- [Brief] Each line of the data must reappear exactly in your answer, with no images included.

- [Records supplied]
——

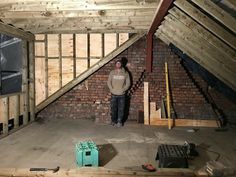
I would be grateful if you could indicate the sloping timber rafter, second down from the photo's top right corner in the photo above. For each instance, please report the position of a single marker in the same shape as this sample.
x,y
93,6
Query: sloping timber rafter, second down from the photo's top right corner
x,y
218,13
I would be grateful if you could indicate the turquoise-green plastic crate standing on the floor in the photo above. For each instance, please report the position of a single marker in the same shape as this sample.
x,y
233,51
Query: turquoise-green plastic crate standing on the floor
x,y
86,154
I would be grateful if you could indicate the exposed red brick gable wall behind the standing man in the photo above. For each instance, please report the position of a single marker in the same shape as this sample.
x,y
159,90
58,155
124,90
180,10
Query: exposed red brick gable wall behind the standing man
x,y
90,99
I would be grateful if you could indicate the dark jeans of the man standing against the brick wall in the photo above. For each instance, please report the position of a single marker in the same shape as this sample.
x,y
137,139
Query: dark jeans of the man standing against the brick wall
x,y
117,108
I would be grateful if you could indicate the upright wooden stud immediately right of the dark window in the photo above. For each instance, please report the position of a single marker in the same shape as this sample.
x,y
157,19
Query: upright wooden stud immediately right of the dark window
x,y
25,86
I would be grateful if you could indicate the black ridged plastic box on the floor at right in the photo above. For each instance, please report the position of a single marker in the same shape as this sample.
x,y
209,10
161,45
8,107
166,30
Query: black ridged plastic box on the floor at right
x,y
172,156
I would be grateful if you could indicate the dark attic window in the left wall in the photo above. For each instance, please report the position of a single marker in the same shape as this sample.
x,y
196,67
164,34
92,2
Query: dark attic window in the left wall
x,y
10,64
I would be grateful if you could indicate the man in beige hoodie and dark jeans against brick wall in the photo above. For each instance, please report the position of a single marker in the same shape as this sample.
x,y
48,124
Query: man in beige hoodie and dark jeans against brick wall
x,y
118,83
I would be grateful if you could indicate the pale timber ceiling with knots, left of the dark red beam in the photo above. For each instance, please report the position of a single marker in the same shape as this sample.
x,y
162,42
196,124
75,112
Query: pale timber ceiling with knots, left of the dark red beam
x,y
54,16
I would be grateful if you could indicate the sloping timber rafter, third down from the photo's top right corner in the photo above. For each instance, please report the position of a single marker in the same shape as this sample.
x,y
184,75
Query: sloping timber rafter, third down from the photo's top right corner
x,y
207,22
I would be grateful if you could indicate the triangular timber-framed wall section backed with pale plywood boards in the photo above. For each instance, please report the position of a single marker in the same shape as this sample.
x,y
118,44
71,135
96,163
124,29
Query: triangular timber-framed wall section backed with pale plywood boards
x,y
61,58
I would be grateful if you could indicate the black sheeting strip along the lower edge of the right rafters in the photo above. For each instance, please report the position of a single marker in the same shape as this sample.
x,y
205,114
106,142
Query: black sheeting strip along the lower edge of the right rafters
x,y
207,76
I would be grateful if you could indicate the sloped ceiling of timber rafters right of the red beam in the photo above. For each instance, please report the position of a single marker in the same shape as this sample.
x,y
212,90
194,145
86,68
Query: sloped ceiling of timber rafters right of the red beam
x,y
206,33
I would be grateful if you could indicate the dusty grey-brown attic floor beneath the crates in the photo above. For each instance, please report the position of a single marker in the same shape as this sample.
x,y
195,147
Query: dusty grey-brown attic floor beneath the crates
x,y
50,143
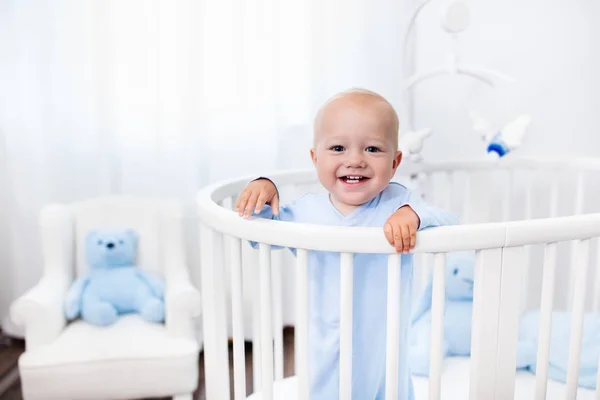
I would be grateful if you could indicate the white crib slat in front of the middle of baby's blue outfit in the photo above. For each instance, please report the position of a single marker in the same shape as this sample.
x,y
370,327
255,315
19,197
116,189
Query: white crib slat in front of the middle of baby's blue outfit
x,y
346,282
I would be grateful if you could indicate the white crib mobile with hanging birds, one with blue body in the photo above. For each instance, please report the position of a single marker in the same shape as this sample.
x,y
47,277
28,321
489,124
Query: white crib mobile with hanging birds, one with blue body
x,y
500,142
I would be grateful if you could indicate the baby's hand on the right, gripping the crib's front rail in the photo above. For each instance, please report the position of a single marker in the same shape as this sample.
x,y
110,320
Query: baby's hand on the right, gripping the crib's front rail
x,y
401,229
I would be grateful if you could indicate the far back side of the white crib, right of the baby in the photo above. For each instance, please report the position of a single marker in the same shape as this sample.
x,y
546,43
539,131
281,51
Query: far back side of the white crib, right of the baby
x,y
533,169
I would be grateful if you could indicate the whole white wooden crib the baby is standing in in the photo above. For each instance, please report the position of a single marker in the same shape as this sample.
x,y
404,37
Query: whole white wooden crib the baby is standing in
x,y
522,217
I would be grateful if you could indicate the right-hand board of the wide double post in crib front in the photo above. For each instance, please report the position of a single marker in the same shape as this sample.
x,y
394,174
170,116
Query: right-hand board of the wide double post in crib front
x,y
508,326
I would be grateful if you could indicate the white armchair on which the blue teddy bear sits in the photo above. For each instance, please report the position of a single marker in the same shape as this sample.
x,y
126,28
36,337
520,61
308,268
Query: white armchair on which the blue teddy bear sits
x,y
132,358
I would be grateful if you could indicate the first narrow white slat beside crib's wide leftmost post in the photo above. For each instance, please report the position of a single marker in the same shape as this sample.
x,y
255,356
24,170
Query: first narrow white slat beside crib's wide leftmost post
x,y
237,313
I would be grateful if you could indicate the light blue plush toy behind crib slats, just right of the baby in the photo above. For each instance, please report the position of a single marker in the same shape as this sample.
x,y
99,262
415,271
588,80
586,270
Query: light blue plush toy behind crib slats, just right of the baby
x,y
457,315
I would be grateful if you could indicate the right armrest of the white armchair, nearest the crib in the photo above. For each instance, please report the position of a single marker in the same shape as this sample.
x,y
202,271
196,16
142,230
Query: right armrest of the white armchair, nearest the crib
x,y
182,303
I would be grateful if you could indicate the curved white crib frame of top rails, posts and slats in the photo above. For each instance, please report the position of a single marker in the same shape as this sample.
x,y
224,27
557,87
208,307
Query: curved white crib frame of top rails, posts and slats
x,y
500,246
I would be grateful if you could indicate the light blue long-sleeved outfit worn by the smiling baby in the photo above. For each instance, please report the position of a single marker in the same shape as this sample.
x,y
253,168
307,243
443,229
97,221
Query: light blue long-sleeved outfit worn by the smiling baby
x,y
369,294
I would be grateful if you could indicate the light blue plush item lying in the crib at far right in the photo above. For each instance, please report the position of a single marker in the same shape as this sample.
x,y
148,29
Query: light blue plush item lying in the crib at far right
x,y
559,346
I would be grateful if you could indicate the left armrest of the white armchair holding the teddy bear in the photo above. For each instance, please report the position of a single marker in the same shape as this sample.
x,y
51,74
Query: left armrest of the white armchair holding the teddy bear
x,y
39,312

——

- [Result]
I would be grateful if you could indicate the sloping timber rafter, second down from the photo's top right corner in the photo above. For each instance, please report the position of a single marker in the same shape as this sample.
x,y
93,6
Query: sloping timber rafter, second down from the photo's top right corner
x,y
218,13
I would be grateful if you could indicate the turquoise-green plastic crate standing on the floor in the photo above. For each instance, please report the position of a single marker in the same shape as this sample.
x,y
233,51
Query: turquoise-green plastic crate standing on the floor
x,y
86,154
I would be grateful if you could indicate the exposed red brick gable wall behind the standing man in the photo above. For each instance, please report the position of a single marker in the same shape as this sample.
x,y
159,90
58,155
124,90
180,10
Query: exposed red brick gable wall behind the standing man
x,y
90,99
I would be grateful if you could indicate the dark jeans of the man standing against the brick wall in the photo above. For each instance, please report the position of a single marker in the same shape as this sample.
x,y
137,139
Query: dark jeans of the man standing against the brick wall
x,y
117,108
I would be grateful if you could indicate the upright wooden stud immediately right of the dark window in the photo above. For each instance, please report the position of a single marker in the same shape as this sample.
x,y
157,19
Query: upright wooden stud immediately right of the dark window
x,y
25,86
I would be grateful if you could indicate the black ridged plastic box on the floor at right in the photo above. For each instance, please report the position of a single marker in the same shape as this sample.
x,y
209,10
161,45
8,107
166,30
Query: black ridged plastic box on the floor at right
x,y
172,156
I would be grateful if you could indicate the dark attic window in the left wall in the photo above. For each instance, please report the position of a single marker in the same shape as this sample.
x,y
196,67
164,34
92,2
Query: dark attic window in the left wall
x,y
10,64
I would be grateful if you could indicate the man in beige hoodie and dark jeans against brick wall in the photo above. For each instance, please report the position of a single marker in the same shape as this sample.
x,y
48,124
Query: man in beige hoodie and dark jeans against brick wall
x,y
118,83
I would be grateful if you could indicate the pale timber ceiling with knots, left of the dark red beam in the photo above. For each instance, please report the position of a single marker in the same shape as this sample.
x,y
162,42
196,124
75,112
Query: pale timber ceiling with knots, left of the dark red beam
x,y
54,16
I would be grateful if you could indicate the sloping timber rafter, third down from the photo's top right corner in the photo above. For each instance, please report the position of a single marker in the same shape as this sample.
x,y
184,75
Query: sloping timber rafter, third down from the photo's top right corner
x,y
207,22
I would be grateful if you could indicate the triangular timber-framed wall section backed with pale plywood boards in the photo above. For each instance, please report the position of a single marker in the same shape as this sample.
x,y
118,44
71,135
96,163
124,29
Query: triangular timber-framed wall section backed with pale plywood boards
x,y
61,58
I would be grateful if you could indicate the black sheeting strip along the lower edge of the right rafters in the photo above. For each instance, please report the position of a single marker in the same shape as this sample.
x,y
205,114
106,142
Query: black sheeting strip along the lower edge of the right rafters
x,y
207,76
I would be grateful if you could indicate the sloped ceiling of timber rafters right of the red beam in the photo above. For each instance, please report the position of a single marker in the same shape as this sample.
x,y
212,90
194,145
86,68
Query: sloped ceiling of timber rafters right of the red beam
x,y
206,33
I would be grateful if you could indicate the dusty grey-brown attic floor beneath the crates in the photo above. For each instance, please report the position of a single marker in the same shape as this sample.
x,y
195,147
Query: dusty grey-brown attic floor beneath the crates
x,y
50,143
I would be grateful if you could indicate the white crib slat in front of the middle of baby's blue outfit in the photo above. For each instance, please report the position of a single marker in the same shape as this sample.
x,y
370,327
255,315
19,197
116,189
Query: white crib slat in front of the middle of baby's blue outfit
x,y
346,282
I would be grateful if you could indicate the white crib mobile with hanging birds, one with blue body in the photo above. For each instance, please report the position of a single marker in the same shape as this sample.
x,y
47,277
28,321
489,124
Query: white crib mobile with hanging birds, one with blue body
x,y
500,142
I would be grateful if you could indicate the baby's hand on the right, gripping the crib's front rail in the photo above. For each instance, please report the position of a single marker in the same shape as this sample.
x,y
110,320
Query: baby's hand on the right, gripping the crib's front rail
x,y
401,229
I would be grateful if you could indicate the far back side of the white crib, right of the baby in the photo above. For each instance, please report the position of a single marker in the same shape as this sample.
x,y
546,43
539,131
281,51
Query: far back side of the white crib, right of the baby
x,y
533,169
I would be grateful if you could indicate the whole white wooden crib the baby is standing in in the photo above. For each instance, please report the position of a single marker in the same shape as this sample.
x,y
404,37
Query: whole white wooden crib the baby is standing in
x,y
522,217
I would be grateful if you could indicate the right-hand board of the wide double post in crib front in the photo above. For each instance, please report the position of a single marker in the same shape as this sample.
x,y
394,174
170,116
Query: right-hand board of the wide double post in crib front
x,y
508,326
I would be grateful if you could indicate the white armchair on which the blue teddy bear sits in the photo above. For each instance, please report the position of a single marker in the same shape as this sample.
x,y
126,28
36,337
520,61
308,268
Query: white armchair on which the blue teddy bear sits
x,y
132,358
I would be grateful if you could indicate the first narrow white slat beside crib's wide leftmost post in the photo above. For each instance, please report the position of a single marker in the same shape as this sample.
x,y
255,356
24,170
Query: first narrow white slat beside crib's wide leftmost post
x,y
237,313
I would be grateful if you could indicate the light blue plush toy behind crib slats, just right of the baby in the photo above. For each instance, please report the position of a single marker in the same shape as this sample.
x,y
99,262
415,271
588,80
586,270
Query: light blue plush toy behind crib slats, just right of the baby
x,y
457,315
I would be grateful if you could indicate the right armrest of the white armchair, nearest the crib in the photo above. For each instance, please report the position of a single marker in the same shape as this sample.
x,y
202,271
196,16
142,230
Query: right armrest of the white armchair, nearest the crib
x,y
182,303
I would be grateful if you could indicate the curved white crib frame of top rails, posts and slats in the photo above. For each instance, please report the position of a single marker in the same shape as this sample.
x,y
224,27
557,87
208,307
Query: curved white crib frame of top rails, posts and slats
x,y
500,246
I would be grateful if you could indicate the light blue long-sleeved outfit worn by the smiling baby in the photo above. For each instance, please report the position of a single marker in the same shape as this sample.
x,y
253,168
307,243
443,229
97,221
Query: light blue long-sleeved outfit worn by the smiling baby
x,y
369,294
I would be grateful if you could indicate the light blue plush item lying in the crib at far right in the photo above. For each instance, please report the position of a single marker in the same shape as this sample.
x,y
148,29
Query: light blue plush item lying in the crib at far right
x,y
559,346
I would be grateful if you could indicate the left armrest of the white armchair holding the teddy bear in the photo above. For each instance, please report the position of a single marker in the same shape as this sample.
x,y
51,74
Query: left armrest of the white armchair holding the teddy bear
x,y
39,312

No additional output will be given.